Begin READING PASSAGE

Step 1: State the test.
A function is strictly increasing wherever its derivative $f'(x)$ is positive, so we differentiate $f(x) = e^{-1/x}$.
Step 2: Note the domain restriction.
The term $\dfrac{1}{x}$ is undefined at $x = 0$, so $x = 0$ is excluded from the start.
Step 3: Differentiate with the chain rule.
$f'(x) = e^{-1/x}\cdot \dfrac{d}{dx}\!\left(-\dfrac{1}{x}\right)$. Since $\dfrac{d}{dx}\!\left(-\dfrac{1}{x}\right) = \dfrac{1}{x^2}$, we get $f'(x) = \dfrac{e^{-1/x}}{x^2}$.
Step 4: Sign of the numerator.
$e^{-1/x}$ is an exponential, which is always positive for every allowed $x$.
Step 5: Sign of the denominator.
$x^2 > 0$ for every $x \neq 0$.
Step 6: Combine the signs.
A positive over a positive is positive, so $f'(x) > 0$ for all $x \neq 0$. Hence $f$ is strictly increasing for every non-zero real number, which is option 4 and matches the key.
\[ \boxed{x \in \mathbb{R}\setminus\{0\}} \]

End READING PASSAGE
Begin SUPPLIED DATA

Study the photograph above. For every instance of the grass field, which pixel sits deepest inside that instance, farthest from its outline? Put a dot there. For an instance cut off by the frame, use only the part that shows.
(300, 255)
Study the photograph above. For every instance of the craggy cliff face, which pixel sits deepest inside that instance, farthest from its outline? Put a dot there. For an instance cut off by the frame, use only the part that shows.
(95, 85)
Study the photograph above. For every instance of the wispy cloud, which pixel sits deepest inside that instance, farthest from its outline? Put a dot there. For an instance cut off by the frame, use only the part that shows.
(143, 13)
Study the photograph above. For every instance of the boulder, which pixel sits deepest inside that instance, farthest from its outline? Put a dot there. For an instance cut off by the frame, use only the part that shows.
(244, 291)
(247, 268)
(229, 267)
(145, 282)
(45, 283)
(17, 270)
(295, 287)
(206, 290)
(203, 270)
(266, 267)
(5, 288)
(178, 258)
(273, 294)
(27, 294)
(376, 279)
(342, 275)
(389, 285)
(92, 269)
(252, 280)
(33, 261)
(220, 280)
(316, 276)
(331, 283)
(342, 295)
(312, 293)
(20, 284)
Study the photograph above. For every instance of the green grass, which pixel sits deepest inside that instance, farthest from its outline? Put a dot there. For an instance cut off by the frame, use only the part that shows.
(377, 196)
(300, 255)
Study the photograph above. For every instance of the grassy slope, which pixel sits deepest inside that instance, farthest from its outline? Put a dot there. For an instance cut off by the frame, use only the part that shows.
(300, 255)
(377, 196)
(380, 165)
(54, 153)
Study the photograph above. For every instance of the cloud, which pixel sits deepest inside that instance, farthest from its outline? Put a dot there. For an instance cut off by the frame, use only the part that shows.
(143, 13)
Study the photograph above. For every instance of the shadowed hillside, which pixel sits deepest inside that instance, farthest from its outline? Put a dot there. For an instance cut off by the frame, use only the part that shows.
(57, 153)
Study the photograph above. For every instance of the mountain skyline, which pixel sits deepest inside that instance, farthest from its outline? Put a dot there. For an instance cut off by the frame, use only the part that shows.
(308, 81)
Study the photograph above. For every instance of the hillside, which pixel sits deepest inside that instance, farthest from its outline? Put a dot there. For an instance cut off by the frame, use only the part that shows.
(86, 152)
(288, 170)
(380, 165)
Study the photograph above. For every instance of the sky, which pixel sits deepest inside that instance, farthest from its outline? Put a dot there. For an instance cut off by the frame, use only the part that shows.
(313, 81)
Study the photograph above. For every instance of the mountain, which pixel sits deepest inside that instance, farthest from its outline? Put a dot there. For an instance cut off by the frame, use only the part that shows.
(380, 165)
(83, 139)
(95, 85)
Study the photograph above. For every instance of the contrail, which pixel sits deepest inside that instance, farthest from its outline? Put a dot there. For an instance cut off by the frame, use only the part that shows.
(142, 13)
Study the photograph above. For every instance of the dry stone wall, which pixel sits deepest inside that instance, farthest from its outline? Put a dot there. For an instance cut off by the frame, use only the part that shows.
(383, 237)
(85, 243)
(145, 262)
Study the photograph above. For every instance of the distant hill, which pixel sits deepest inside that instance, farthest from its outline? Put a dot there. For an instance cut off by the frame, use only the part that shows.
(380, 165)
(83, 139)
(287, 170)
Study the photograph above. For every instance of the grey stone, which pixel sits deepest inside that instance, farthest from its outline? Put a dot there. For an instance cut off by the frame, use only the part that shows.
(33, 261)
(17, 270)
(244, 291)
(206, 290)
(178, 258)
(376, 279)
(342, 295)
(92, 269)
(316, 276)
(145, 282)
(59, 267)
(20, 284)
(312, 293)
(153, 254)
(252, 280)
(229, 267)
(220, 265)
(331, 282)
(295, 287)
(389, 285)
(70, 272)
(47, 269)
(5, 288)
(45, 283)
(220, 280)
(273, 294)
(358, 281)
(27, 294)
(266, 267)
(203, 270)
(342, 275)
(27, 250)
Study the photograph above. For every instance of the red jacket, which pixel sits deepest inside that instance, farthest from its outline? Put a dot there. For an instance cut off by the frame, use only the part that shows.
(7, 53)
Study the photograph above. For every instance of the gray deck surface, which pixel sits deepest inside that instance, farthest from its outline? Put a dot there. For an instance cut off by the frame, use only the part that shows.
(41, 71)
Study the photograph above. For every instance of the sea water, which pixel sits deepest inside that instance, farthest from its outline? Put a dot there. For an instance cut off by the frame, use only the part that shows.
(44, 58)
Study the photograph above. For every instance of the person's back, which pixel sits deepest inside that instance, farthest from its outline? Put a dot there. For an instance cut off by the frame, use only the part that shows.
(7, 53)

End SUPPLIED DATA
Begin SUPPLIED DATA

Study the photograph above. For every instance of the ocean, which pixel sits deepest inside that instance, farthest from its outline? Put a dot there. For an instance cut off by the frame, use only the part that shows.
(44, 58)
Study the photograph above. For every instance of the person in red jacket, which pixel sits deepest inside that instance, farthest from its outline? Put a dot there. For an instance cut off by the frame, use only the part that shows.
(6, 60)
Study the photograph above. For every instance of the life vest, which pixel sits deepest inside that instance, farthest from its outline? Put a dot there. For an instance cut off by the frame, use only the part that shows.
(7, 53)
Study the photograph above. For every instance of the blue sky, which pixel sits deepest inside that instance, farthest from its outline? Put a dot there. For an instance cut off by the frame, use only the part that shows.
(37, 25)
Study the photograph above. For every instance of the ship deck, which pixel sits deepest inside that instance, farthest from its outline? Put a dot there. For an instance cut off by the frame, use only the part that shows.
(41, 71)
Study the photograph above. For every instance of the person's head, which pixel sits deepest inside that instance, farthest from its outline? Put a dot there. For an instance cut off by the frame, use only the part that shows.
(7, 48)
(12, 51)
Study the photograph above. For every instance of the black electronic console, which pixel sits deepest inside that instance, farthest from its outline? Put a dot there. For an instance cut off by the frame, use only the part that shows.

End SUPPLIED DATA

§ WHAT IS BEING ASKED
In the worked solution about where f(x) = e^{-1/x} is increasing, why is x = 0 excluded from the start? The listing above is not needed for the task.

§ FINISHED ANSWER
The term 1/x is undefined at x = 0.